■ **DATA SUPPLIED**:
-*-*-

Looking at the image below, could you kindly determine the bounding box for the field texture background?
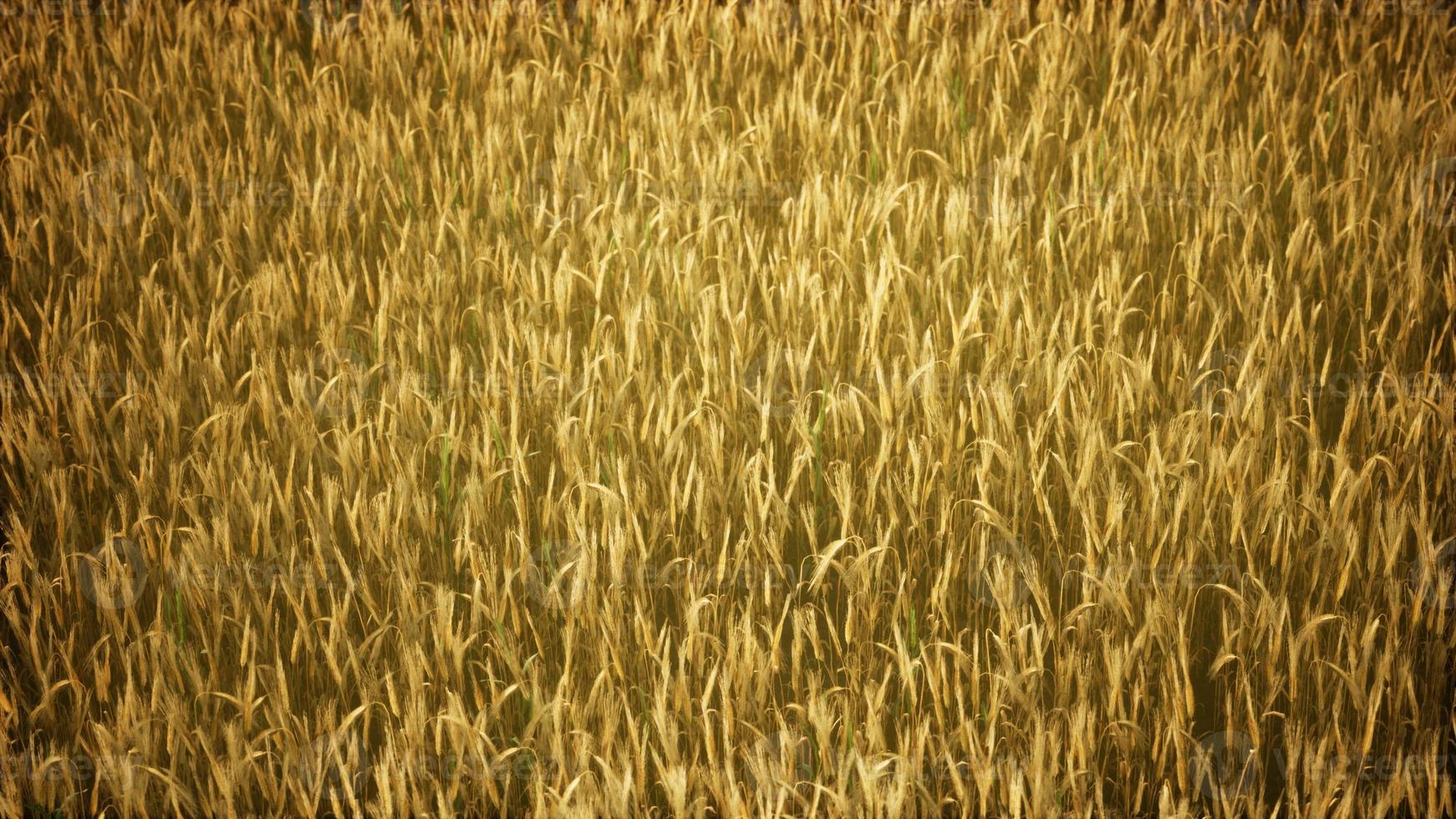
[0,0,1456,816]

-*-*-

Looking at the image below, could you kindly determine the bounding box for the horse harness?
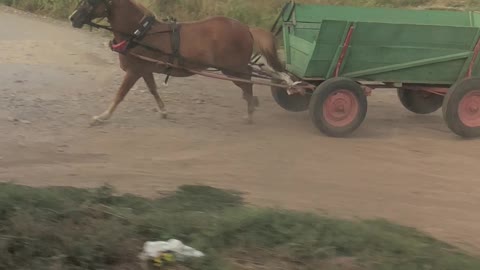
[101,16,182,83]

-*-*-

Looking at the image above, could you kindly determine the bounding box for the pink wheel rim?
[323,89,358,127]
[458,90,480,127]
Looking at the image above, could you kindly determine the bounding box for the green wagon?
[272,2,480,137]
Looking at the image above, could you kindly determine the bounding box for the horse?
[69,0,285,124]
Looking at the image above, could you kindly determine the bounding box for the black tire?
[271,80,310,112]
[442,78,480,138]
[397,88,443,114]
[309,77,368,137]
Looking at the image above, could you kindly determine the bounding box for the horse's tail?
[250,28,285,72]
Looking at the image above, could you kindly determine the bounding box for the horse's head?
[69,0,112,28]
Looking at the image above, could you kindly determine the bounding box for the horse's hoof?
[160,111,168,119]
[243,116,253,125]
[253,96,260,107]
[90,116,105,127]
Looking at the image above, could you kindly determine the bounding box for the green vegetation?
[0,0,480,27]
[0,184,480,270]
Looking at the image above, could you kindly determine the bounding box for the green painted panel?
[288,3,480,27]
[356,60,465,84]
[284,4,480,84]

-*-*-

■ **REQUIREMENT**:
Scale up the items starting with the line containing "green painted panel?" and going on through the line containing "[284,4,480,84]", writing each of those lines out again with the requests left as they are. Multiply every bounding box coordinate in the answers by 2 and round to whole numbers, with halves rounding up.

■ **SOLUTION**:
Looking at the image above, could you kindly determine the bounding box for the green painted panel?
[576,6,960,54]
[712,120,930,168]
[568,8,960,168]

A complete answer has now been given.